** Text excerpt follows **

FRANKFORT, Ky. (LEX 18) — On Tuesday, Gov. Andy Beshear filed a lawsuit to stop lawmakers from restricting his emergency powers that were put in place in an effort to prevent the spread of COVID-19.
The lawsuit was filed shortly after the Kentucky General Assembly voted overwhelmingly to override Gov. Beshear's vetoes of six priority bills of the Republican supermajority. Many of those bills scaled back the power of the governor.
“Today, the General Assembly attempted to surrender to COVID-19 and accept the casualties. As your Governor, I cannot let this happen,” Gov. Beshear said in a press release. “I have filed this action to continue to fight for the protection of all Kentuckians.”
Just over two months ago, the Kentucky Supreme Court, in a unanimous decision, ruled that the Governor’s lifesaving measures were both legal and necessary. The ruling found that Gov. Beshear acted within the power granted the governor under the Kentucky Constitution and by state law to issue such orders. As a result, his mandates remained in place.
The lawsuit filed in Franklin Circuit Court on Tuesday seeks to continue to keep those measures in place.
The six bills vetoed by Gov. Beshear that were overridden by the General Assembly are listed below:
House Bill 1 - Allows businesses, schools and churches to stay open if they meet COVID-19 guidelines set by the CDC or Kentucky's executive branch
House Bill 2 - Gives Attorney General Daniel Cameron the power to independently regulate abortion clinics.
House Bill 3 - Restricts Franklin Circuit Court judges' ability to hear litigation against state agencies.
House Bill 5 - Prohibits a governor from temporarily reorganizing state boards to replace their members.
Senate Bill 1 - Limits the governor's ability to issue executive orders during a state of emergency to 30 days unless extended by the General Assembly. It also requires the attorney general's permission to suspend a statute under an emergency.
Senate Bill 2 - Gives legislative committees more oversight and control over emergency administrative regulations the governor imposes.
Also during Tuesday's session, both the House and the Senate introduced new bills that will be up for discussion. One in the Senate, SB 120, addresses the Supreme Court's decision on peri-mutuel wagering that has effectively shut down historic horse racing.
New bills are being announced right now. Included is HB 120, an act related to peri-mutuel wagering and declaring an emergency. This is in response to the Supreme Court's decision on historic horse racing. Here's my recent story on the issue @LEX18News https://t.co/X2lpAaaNh5— Conroy Delouche (@ConroyDelouche) February 2, 2021
Senator John Schickel's office announced last week that the bill will be heard on Thursday, Feb. 4 in the Senate Licensing & Occupations Committee at 11 a.m. Senate President Robert Stivers is a co-sponsor of the bill.

** End of Text excerpt **
** Provided data follows **

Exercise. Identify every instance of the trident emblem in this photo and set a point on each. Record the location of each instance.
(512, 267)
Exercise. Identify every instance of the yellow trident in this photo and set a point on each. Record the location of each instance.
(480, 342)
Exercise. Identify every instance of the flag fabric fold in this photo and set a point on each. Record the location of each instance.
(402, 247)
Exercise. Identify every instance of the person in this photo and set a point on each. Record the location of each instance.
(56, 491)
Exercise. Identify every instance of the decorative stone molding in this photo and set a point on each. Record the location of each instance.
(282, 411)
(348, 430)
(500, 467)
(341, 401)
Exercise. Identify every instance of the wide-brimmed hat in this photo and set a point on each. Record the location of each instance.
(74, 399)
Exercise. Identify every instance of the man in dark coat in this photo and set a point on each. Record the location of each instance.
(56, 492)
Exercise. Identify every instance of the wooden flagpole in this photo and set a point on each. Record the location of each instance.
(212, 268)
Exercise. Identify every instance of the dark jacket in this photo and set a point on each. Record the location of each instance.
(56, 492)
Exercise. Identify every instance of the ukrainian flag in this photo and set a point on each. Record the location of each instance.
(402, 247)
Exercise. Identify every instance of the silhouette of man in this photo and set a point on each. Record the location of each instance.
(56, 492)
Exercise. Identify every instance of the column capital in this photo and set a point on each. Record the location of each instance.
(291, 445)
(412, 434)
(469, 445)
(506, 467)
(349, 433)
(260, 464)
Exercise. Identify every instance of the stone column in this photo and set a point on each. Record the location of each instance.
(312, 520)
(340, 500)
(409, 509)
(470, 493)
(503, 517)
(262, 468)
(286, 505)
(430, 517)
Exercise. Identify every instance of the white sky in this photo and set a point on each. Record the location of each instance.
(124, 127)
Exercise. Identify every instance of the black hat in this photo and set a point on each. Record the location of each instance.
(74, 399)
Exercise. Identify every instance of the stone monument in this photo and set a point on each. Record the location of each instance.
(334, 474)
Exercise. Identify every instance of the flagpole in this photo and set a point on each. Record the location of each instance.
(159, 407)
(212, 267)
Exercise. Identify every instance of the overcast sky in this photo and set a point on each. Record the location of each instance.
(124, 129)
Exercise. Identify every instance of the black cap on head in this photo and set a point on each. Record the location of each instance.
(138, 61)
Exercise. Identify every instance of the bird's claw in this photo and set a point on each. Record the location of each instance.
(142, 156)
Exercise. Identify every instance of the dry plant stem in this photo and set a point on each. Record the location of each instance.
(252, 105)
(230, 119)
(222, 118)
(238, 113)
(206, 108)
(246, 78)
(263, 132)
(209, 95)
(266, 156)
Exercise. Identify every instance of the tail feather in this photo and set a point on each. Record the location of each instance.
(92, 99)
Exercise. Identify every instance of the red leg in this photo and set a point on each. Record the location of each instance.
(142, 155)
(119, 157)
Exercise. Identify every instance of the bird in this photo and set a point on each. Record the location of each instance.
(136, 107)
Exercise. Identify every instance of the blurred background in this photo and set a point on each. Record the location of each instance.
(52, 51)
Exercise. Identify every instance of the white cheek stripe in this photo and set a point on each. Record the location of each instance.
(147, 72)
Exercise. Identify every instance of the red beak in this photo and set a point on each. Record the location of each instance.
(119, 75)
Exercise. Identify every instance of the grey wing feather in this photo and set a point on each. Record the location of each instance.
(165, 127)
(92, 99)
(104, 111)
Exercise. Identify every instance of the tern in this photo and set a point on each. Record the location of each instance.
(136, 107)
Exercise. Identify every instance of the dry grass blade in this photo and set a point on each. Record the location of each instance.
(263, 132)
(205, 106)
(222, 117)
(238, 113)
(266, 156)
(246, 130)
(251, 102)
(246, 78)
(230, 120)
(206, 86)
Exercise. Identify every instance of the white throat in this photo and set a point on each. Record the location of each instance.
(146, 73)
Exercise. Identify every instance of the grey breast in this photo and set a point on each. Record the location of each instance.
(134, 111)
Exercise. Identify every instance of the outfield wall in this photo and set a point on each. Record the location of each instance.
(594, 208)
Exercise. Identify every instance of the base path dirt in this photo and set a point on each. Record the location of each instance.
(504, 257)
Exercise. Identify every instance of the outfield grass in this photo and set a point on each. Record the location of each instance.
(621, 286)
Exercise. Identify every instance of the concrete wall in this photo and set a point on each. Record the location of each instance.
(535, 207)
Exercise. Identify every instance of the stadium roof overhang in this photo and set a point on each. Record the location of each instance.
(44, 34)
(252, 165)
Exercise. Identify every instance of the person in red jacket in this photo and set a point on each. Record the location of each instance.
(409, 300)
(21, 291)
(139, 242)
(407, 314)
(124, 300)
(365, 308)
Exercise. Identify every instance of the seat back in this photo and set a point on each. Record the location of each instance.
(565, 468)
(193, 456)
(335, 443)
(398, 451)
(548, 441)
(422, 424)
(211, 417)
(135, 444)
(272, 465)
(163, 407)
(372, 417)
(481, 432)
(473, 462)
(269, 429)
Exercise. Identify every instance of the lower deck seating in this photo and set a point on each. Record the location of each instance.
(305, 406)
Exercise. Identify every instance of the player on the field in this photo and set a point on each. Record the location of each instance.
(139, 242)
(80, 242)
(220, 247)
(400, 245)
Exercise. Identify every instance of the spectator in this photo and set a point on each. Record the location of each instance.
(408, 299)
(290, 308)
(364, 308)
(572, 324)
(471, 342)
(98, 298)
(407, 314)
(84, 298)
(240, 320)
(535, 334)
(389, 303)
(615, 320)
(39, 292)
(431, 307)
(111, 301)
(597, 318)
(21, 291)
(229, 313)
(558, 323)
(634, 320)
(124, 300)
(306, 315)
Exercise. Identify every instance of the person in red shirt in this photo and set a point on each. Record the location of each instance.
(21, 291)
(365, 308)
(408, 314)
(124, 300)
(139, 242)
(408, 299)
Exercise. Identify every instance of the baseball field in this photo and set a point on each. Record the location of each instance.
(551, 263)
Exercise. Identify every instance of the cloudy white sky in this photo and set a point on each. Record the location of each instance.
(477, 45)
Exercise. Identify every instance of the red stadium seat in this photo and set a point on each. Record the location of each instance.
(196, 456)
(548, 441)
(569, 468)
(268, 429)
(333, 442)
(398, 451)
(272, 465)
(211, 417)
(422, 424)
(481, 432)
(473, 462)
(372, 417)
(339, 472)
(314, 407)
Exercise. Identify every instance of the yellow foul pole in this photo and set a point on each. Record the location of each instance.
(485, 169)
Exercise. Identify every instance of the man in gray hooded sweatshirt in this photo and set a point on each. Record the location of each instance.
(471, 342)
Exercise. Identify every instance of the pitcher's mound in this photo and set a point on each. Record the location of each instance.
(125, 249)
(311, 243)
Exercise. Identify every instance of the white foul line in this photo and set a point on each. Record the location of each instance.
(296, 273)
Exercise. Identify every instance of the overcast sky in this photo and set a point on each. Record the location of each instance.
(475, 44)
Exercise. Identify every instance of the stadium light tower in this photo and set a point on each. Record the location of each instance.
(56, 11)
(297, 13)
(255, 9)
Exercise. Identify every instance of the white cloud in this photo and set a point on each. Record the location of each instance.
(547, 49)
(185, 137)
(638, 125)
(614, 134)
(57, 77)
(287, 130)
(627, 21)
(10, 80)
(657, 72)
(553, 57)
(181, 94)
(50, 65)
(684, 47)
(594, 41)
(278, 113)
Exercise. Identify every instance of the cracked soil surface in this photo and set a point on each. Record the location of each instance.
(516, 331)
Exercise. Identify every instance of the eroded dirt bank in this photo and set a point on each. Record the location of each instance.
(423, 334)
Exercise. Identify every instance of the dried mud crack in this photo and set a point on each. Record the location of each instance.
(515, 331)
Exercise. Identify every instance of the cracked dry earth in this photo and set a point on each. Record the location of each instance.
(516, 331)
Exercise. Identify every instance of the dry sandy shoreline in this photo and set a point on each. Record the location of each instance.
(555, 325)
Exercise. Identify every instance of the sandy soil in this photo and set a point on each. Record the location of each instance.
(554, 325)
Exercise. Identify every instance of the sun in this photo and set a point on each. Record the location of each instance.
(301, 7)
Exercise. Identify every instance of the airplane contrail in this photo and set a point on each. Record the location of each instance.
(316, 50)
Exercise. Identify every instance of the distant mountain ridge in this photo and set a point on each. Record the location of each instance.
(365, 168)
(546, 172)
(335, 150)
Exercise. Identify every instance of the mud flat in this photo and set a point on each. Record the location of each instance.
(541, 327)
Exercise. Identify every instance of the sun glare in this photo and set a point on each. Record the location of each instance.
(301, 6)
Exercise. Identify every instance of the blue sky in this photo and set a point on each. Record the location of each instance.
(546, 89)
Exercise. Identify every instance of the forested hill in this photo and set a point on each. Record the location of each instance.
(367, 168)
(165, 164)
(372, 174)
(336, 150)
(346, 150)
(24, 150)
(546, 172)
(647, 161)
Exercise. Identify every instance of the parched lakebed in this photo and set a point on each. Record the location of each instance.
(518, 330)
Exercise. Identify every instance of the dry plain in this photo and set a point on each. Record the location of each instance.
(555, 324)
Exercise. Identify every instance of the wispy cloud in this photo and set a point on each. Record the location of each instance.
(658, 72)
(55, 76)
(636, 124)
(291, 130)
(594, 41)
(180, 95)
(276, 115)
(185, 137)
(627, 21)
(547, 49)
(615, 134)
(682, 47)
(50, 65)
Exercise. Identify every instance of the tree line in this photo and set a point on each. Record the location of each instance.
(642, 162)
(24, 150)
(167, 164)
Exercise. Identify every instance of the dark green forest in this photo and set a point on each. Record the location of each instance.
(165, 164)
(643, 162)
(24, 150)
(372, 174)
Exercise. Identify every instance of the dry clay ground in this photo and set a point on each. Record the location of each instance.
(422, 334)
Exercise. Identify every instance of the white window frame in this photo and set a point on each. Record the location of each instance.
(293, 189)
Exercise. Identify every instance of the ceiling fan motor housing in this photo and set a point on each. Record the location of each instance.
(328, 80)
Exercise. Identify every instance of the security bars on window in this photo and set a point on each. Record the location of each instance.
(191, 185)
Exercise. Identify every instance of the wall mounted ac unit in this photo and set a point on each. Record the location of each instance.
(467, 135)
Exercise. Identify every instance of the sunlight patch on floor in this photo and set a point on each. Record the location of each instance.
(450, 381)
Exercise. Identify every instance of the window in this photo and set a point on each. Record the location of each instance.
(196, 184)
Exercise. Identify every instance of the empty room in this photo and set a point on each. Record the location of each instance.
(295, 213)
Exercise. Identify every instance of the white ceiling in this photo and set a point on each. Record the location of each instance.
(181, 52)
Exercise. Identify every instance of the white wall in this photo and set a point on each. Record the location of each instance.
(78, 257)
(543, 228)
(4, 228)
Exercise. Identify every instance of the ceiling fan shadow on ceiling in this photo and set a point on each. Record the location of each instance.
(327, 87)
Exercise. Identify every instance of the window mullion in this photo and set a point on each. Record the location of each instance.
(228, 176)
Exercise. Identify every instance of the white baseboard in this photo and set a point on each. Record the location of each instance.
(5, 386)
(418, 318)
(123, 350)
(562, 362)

** End of Provided data **

• **What you should do**
In the article about Gov. Beshear's lawsuit, how long does Senate Bill 1 allow a governor's emergency executive orders to last unless the General Assembly extends them?

• **Result of the task**
30 days